• PROVIDED RECORDS:

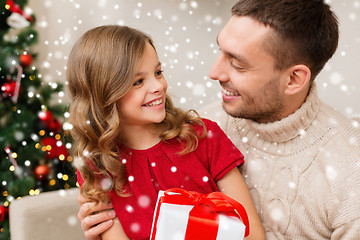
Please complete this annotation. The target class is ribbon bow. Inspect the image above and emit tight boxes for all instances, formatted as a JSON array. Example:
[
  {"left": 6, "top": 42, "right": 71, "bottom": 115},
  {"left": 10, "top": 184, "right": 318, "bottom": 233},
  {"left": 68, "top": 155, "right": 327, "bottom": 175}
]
[{"left": 152, "top": 188, "right": 250, "bottom": 240}]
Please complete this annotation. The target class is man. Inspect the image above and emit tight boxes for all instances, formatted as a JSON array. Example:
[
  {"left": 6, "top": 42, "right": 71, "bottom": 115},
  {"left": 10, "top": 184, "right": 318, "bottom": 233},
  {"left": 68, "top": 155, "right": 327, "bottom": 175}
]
[{"left": 79, "top": 0, "right": 360, "bottom": 239}]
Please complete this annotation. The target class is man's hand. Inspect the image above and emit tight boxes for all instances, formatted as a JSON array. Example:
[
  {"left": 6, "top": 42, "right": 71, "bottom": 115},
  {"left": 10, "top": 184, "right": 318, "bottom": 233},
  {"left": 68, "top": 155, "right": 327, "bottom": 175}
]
[{"left": 78, "top": 194, "right": 116, "bottom": 240}]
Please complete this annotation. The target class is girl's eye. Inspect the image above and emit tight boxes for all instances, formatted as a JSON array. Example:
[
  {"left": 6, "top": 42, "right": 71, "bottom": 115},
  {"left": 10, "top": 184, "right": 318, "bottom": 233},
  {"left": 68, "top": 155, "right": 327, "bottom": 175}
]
[
  {"left": 133, "top": 78, "right": 144, "bottom": 86},
  {"left": 155, "top": 70, "right": 163, "bottom": 76},
  {"left": 231, "top": 63, "right": 244, "bottom": 71}
]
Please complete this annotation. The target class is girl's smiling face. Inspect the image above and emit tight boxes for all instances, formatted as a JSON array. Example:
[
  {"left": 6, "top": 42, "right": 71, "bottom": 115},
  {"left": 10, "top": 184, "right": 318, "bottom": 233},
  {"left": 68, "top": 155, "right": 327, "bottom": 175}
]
[{"left": 119, "top": 43, "right": 167, "bottom": 127}]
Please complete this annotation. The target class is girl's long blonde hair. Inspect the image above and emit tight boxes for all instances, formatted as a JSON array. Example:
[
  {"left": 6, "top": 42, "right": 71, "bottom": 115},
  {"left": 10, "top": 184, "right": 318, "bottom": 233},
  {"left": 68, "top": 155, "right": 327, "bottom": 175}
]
[{"left": 67, "top": 25, "right": 206, "bottom": 201}]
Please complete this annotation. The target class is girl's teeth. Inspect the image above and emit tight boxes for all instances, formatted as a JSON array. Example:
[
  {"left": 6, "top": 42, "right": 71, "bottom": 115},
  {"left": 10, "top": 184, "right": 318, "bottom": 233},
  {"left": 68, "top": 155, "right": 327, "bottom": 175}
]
[
  {"left": 146, "top": 99, "right": 163, "bottom": 107},
  {"left": 223, "top": 89, "right": 240, "bottom": 96}
]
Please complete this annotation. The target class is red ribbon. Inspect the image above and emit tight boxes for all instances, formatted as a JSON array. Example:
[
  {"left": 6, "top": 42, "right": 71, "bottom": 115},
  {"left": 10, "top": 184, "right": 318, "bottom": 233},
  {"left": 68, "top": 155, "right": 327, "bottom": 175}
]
[{"left": 151, "top": 188, "right": 250, "bottom": 240}]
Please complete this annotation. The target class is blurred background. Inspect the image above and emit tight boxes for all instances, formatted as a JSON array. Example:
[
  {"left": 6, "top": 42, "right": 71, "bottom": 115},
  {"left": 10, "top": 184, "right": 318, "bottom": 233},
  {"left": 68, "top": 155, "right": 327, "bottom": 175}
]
[{"left": 29, "top": 0, "right": 360, "bottom": 117}]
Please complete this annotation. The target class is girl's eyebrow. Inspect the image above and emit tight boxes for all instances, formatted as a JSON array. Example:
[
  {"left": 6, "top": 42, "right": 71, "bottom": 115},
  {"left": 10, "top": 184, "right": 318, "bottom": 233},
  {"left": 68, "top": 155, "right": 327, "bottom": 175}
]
[{"left": 135, "top": 61, "right": 161, "bottom": 77}]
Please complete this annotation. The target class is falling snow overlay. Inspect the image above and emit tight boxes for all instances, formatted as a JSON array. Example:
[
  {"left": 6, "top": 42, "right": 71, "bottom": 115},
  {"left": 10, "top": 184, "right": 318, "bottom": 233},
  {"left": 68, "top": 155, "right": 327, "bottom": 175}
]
[{"left": 30, "top": 0, "right": 360, "bottom": 117}]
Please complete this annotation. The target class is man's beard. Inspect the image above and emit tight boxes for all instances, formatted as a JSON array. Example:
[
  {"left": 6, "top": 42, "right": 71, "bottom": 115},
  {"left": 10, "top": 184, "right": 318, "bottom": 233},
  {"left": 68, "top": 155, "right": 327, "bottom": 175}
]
[{"left": 223, "top": 78, "right": 284, "bottom": 123}]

• GOAL: Count the lines of the data above that contain the string "ribbon", with case counting, and reply with that number alone.

• SOLUTION TO THIS TASK: 2